Page:
┄┄┄┄┄┄┄┄┄┄┄┄┄┄┄┄┄┄┄┄

# Contrail Detection - Part II - Binary Classification
This is part 2 in a short series of notebooks that will aim to tackle the Kaggle competition of predicting the presence of contrails in infrared image bands. **Please see Part I of this notebook where I introduce the problem and go over using UNet.**

## Introduction
In Part I, we introduced the Kaggle competition of predicting contrails in the sky given infrared image bands. We explained why this detection is important, as well as go over the data in detail.

Using the infrared image bands, we converted them into human-interpretable false color images. This is an **image segmentation** task, where a single image is classified at the pixel level. In our case, each pixel is either part of a contrail, or it isn't. 

To handle this new task, we utilized a special neural network called a **UNet**, which consists of an encoder and a decoder. The encoder processes the input image directly, and encodes the image in a smaller latent dimension space. The output layers for the encoder are usually taken from a pre-trained image classification model. In our case, we chose MobileNet as our backbone. Meanwhile, the decoder upsamples the encoded image until it is the same size as the input image. We use pix2pix layers which primarily consist of transposed 2D convolutions to achieve this.

┄┄┄┄┄┄┄┄┄┄┄┄┄┄┄┄┄┄┄┄

Part of a data file
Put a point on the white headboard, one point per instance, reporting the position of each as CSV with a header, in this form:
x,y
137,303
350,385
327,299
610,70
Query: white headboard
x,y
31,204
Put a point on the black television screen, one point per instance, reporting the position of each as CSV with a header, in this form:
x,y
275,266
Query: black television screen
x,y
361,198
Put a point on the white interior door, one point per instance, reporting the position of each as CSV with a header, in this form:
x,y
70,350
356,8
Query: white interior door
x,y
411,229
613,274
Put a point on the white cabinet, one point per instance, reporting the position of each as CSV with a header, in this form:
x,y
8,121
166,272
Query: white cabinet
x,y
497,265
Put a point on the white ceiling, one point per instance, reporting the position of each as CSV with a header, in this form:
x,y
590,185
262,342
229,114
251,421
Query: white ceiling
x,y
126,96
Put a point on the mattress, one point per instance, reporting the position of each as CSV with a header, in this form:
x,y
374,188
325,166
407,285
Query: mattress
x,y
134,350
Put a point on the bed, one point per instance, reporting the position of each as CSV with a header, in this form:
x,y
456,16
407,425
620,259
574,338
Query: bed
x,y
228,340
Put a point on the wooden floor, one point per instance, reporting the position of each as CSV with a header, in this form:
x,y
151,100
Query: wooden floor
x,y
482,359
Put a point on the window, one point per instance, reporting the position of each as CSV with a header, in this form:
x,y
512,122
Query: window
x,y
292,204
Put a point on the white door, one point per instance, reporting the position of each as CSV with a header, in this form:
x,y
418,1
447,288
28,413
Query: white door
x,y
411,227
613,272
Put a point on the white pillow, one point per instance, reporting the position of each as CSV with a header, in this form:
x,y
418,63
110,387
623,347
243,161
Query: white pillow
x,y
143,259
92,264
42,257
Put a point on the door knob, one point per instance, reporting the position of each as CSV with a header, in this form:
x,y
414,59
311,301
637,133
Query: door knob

┄┄┄┄┄┄┄┄┄┄┄┄┄┄┄┄┄┄┄┄

Goal 1:
Answer the following questions using the contrail detection notebook.
(a) What model was chosen as the backbone?
(b) What two parts make up a UNet?
(c) What do pix2pix layers primarily consist of?
Goal 2:
Quote, word for word, everything in the contrail detection notebook from "To handle this" down to "to achieve this.".

Exercise response 1:
(a) MobileNet.
(b) An encoder and a decoder.
(c) Transposed 2D convolutions.

Exercise response 2:
To handle this new task, we utilized a special neural network called a **UNet**, which consists of an encoder and a decoder. The encoder processes the input image directly, and encodes the image in a smaller latent dimension space. The output layers for the encoder are usually taken from a pre-trained image classification model. In our case, we chose MobileNet as our backbone. Meanwhile, the decoder upsamples the encoded image until it is the same size as the input image. We use pix2pix layers which primarily consist of transposed 2D convolutions to achieve this.